### JOB 1
From the journal entry below, list the activities the writer did before going to bed.

### TEXT BLOCK
——

Rabbit, rabbit on the first, I hold my breath

I'm going to try to make it my resolution (at least one of them) to write more this year than I have in the past two years. I don't really do much anymore though, so I don't know how interesting it'll be. Still, I love to read through my old entries (probably more than anyone else does).

Anyway, I worked last night and am working again this morning. It kind of sucks, not to mention the sanitation guy might come in and do an audit. I really hope he doesn't, because even though everything is probably okay, I'm super tired and might not be on my toes at all times like I should be when he's around. I also hate a lot of the stupid rules they impose on us, like having to make sure that the hot dogs that are open are wrapped up, when we usually go through the open hot dogs in a few hours (especially during lunch time). I don't mind marking them with when they were opened, and a discard date of a few days later, but I don't see the point in closing something that I'm going to be using in another couple of hours.

I woke up about a half hour early today, and I went to bed about an hour and a half late, so I'm pretty tired. It's hard for me to go to bed right when I get home, so I was online. Then I ate and watched some TV and played guitar, but not much. I really need to try to work on learning new songs, but I can't think of any I want to really learn. Then there's the matter of actually writing my own songs, which for some reason terrifies me. I haven't written music in probably almost a year, and it's kind of sad. I don't know that I will ever be a composer like I dreamed of being, it seems like my will to do so died when I got my degree.

——

### JOB 2
Please rewrite the rows starting with the line with "task: outline the thin rebar wire" and going on through the line with "M234 125L234 130L231", swapping "thin rebar wire" for "steel tie wire" and leaving everything else unchanged.

——

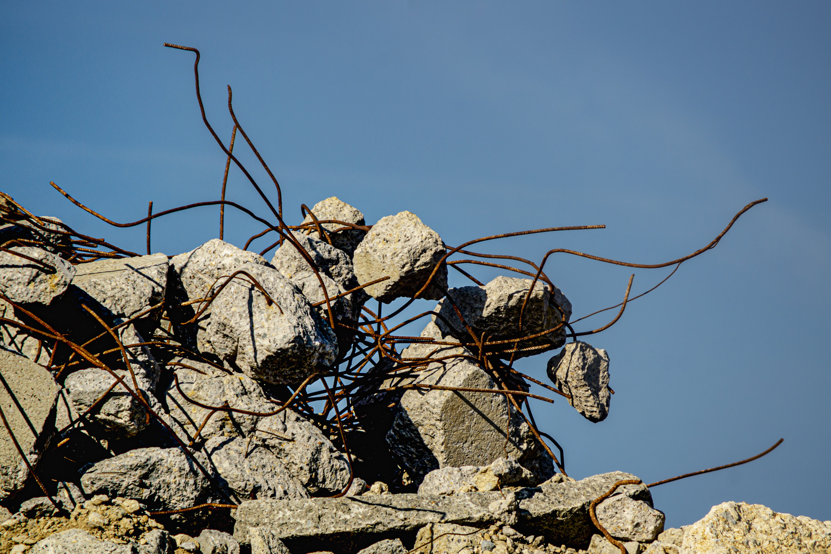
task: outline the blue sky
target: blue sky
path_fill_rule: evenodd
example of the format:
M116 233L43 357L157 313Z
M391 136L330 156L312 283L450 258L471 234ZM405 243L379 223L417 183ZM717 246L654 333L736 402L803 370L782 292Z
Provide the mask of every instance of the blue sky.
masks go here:
M605 223L487 252L656 263L769 197L589 338L611 358L606 421L560 401L535 414L577 478L652 482L784 437L751 464L656 488L656 507L676 527L726 500L831 519L828 3L4 3L0 189L137 250L143 230L95 220L49 181L119 222L150 200L160 211L216 199L224 158L199 117L193 56L169 42L200 49L208 116L226 141L234 87L289 223L334 194L370 223L412 211L448 244ZM268 183L241 141L235 151ZM265 213L235 170L229 189ZM259 230L227 217L239 246ZM157 220L153 250L189 250L218 219L212 208ZM619 302L629 275L563 255L548 267L576 316ZM668 272L636 271L633 292ZM547 359L522 370L542 377Z

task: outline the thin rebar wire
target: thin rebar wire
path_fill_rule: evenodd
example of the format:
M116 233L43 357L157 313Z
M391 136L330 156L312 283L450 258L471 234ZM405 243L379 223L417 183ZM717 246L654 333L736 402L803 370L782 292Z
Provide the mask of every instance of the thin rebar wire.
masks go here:
M234 125L234 130L231 131L231 144L229 145L228 151L234 152L234 141L237 139L237 125ZM219 196L220 200L225 199L225 185L228 184L228 170L231 168L231 157L228 157L228 160L225 162L225 174L222 177L222 194ZM225 237L225 204L219 205L219 240L224 240ZM248 247L246 244L245 248Z

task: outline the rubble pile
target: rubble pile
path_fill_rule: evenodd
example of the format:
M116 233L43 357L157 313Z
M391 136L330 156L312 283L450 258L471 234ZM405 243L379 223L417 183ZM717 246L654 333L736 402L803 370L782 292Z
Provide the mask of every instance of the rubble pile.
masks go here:
M640 482L568 477L511 361L561 349L548 389L599 422L608 354L542 270L449 288L455 251L414 213L327 199L268 261L139 255L0 199L0 554L831 547L745 504L664 530L643 484L590 508ZM416 300L438 302L404 336L382 305Z

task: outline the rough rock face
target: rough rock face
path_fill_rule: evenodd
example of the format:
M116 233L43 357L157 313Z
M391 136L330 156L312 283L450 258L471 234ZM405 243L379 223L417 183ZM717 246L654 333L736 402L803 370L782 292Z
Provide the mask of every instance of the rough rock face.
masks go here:
M344 290L358 286L355 267L346 252L328 243L297 231L293 231L293 235L308 253L318 271L337 281ZM274 252L271 263L287 279L294 280L297 275L312 272L306 258L288 241L285 241Z
M452 500L416 494L252 500L237 508L234 536L244 543L249 527L263 526L293 551L356 552L385 536L401 537L428 523L490 523L495 518L487 506L497 498L501 498L499 493L472 493Z
M555 478L559 476L558 473ZM527 489L530 493L523 494L519 500L521 519L517 528L543 534L554 544L588 544L596 532L588 517L588 505L616 482L634 478L629 473L612 472L581 481L553 478ZM629 493L636 500L652 503L652 495L644 485L632 485Z
M428 523L416 536L415 552L472 552L478 547L479 527L455 523Z
M12 302L48 305L66 291L75 277L76 267L55 254L27 246L9 250L40 262L0 252L0 293Z
M621 479L634 478L614 472L567 480L560 476L538 488L499 492L467 493L450 498L391 494L302 500L252 500L237 509L234 537L248 541L250 527L267 527L298 552L327 548L355 552L380 539L403 537L430 523L482 528L499 521L506 503L519 503L514 516L518 531L545 535L554 544L588 544L594 527L588 505ZM650 500L646 487L639 499ZM511 524L514 526L514 524Z
M165 254L102 259L76 267L72 284L116 317L130 319L165 297L168 272Z
M260 256L214 239L172 258L189 300L214 292L244 270L265 289L273 303L244 276L233 279L199 321L198 346L243 373L268 383L302 380L318 363L335 360L334 331L314 313L306 297ZM198 306L198 304L197 304Z
M485 334L486 341L507 341L519 336L541 333L553 329L571 316L571 302L559 289L552 295L549 286L538 281L523 311L523 303L531 279L498 277L484 287L462 287L447 292L448 298L439 302L435 311L441 317L433 321L445 335L452 335L463 342L472 342L473 337L460 321L450 302L455 302L465 322L476 333L476 338ZM519 332L520 312L522 331ZM501 345L504 349L518 349L506 353L507 357L523 357L539 354L565 343L565 326L541 336L522 341L518 344ZM523 351L523 349L526 349Z
M0 407L17 444L35 464L47 439L45 426L60 387L48 371L14 352L0 349ZM0 499L20 490L28 476L25 462L3 429L0 434Z
M205 466L204 457L195 454ZM81 478L87 496L135 498L150 510L195 506L209 495L210 483L179 449L136 449L98 462Z
M356 208L353 208L346 202L338 199L337 196L321 200L312 208L312 213L314 213L318 220L337 219L338 221L355 223L356 225L365 224L363 213ZM308 223L312 221L312 216L310 215L307 215L306 218L303 219L304 223ZM355 248L363 239L364 235L366 234L366 232L362 229L343 229L344 226L338 223L321 223L321 227L329 231L328 236L332 240L332 246L342 250L350 256L352 255L352 252L355 252ZM343 230L335 233L337 229ZM315 238L322 239L322 237L320 236L317 229L313 228L310 232L310 235Z
M133 546L101 541L81 529L68 529L40 541L31 554L132 554Z
M283 541L268 527L248 529L248 542L251 554L290 554Z
M133 381L127 371L116 370L115 373L124 379L133 390ZM80 370L70 374L64 381L72 402L72 409L78 414L86 412L116 383L116 378L104 370ZM145 400L150 400L146 389L139 390ZM92 411L92 418L106 429L132 437L147 426L147 410L121 385L116 385Z
M20 321L14 315L12 305L2 300L0 300L0 317ZM6 350L25 355L36 364L45 366L49 363L51 350L26 330L12 323L0 322L0 345Z
M241 374L227 374L207 364L175 360L194 367L175 367L179 384L189 398L209 406L229 406L250 412L269 413L277 408L268 400L260 385ZM196 430L210 410L182 398L175 384L165 393L165 404L174 428L186 443L195 439ZM253 439L248 439L253 436ZM269 417L217 412L199 434L202 440L214 437L245 438L251 448L270 449L289 473L312 493L340 493L349 482L346 457L311 422L288 409Z
M381 218L361 244L352 260L358 282L364 283L389 277L390 279L366 289L382 302L411 298L427 282L433 269L445 253L439 234L411 212ZM420 298L439 300L447 290L447 266L442 264Z
M664 530L664 514L642 500L636 500L640 489L621 487L597 506L597 521L619 541L651 542Z
M725 502L684 530L681 552L772 554L829 549L831 522L777 513L761 504Z
M385 539L370 545L358 552L358 554L407 554L407 549L401 543L401 539Z
M204 450L210 469L239 500L309 496L280 458L258 441L214 437L205 444Z
M570 342L548 360L548 378L593 423L609 414L609 355L588 342Z
M216 529L204 530L196 540L202 554L239 554L239 543L228 533Z
M421 336L435 338L437 331L435 326L428 325ZM420 357L428 348L432 351L436 347L414 345L401 355ZM444 346L434 355L456 354L466 354L475 359L465 349L453 346ZM497 388L493 380L467 358L433 362L416 374L415 378L389 380L474 389ZM500 394L429 389L406 390L401 395L386 442L391 452L416 483L439 468L488 465L504 457L506 451L509 457L530 470L538 482L553 474L551 458L536 441L528 424Z
M419 494L450 495L471 491L495 491L524 479L534 479L531 473L514 459L498 458L481 468L462 466L434 469L419 485Z
M22 220L20 216L24 216L24 214L17 209L17 206L11 203L7 203L7 205L9 207L9 210L5 213L7 219L17 219L17 221L15 223L0 225L0 244L4 244L13 239L36 241L42 243L39 248L52 253L60 252L58 247L66 248L69 246L67 235L60 233L64 231L61 226L63 222L57 218L41 216L39 218L41 223L36 224L27 220ZM12 214L12 212L16 212L16 215ZM57 233L55 233L56 231ZM10 243L9 245L13 246L14 244Z

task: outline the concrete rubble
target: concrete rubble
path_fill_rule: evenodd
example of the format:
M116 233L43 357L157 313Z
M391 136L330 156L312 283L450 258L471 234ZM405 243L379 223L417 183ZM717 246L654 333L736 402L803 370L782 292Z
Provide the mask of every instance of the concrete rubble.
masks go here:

——

### TASK RESULT 1
- Was online
- Ate
- Watched some TV
- Played guitar

### TASK RESULT 2
task: outline the steel tie wire
target: steel tie wire
path_fill_rule: evenodd
example of the format:
M116 233L43 357L157 313Z
M391 136L330 156L312 283L450 258L471 234ZM405 243L379 223L417 183ZM717 246L654 333L736 402L803 370L782 292Z
Provide the mask of every instance of the steel tie wire.
masks go here:
M234 125L234 130L231 131L231 144L229 145L228 151L234 152L234 141L237 139L237 125ZM219 196L220 200L225 199L225 185L228 184L228 170L231 168L231 157L228 157L228 160L225 162L225 174L222 177L222 194ZM225 237L225 204L219 205L219 240L224 240ZM248 247L246 244L245 248Z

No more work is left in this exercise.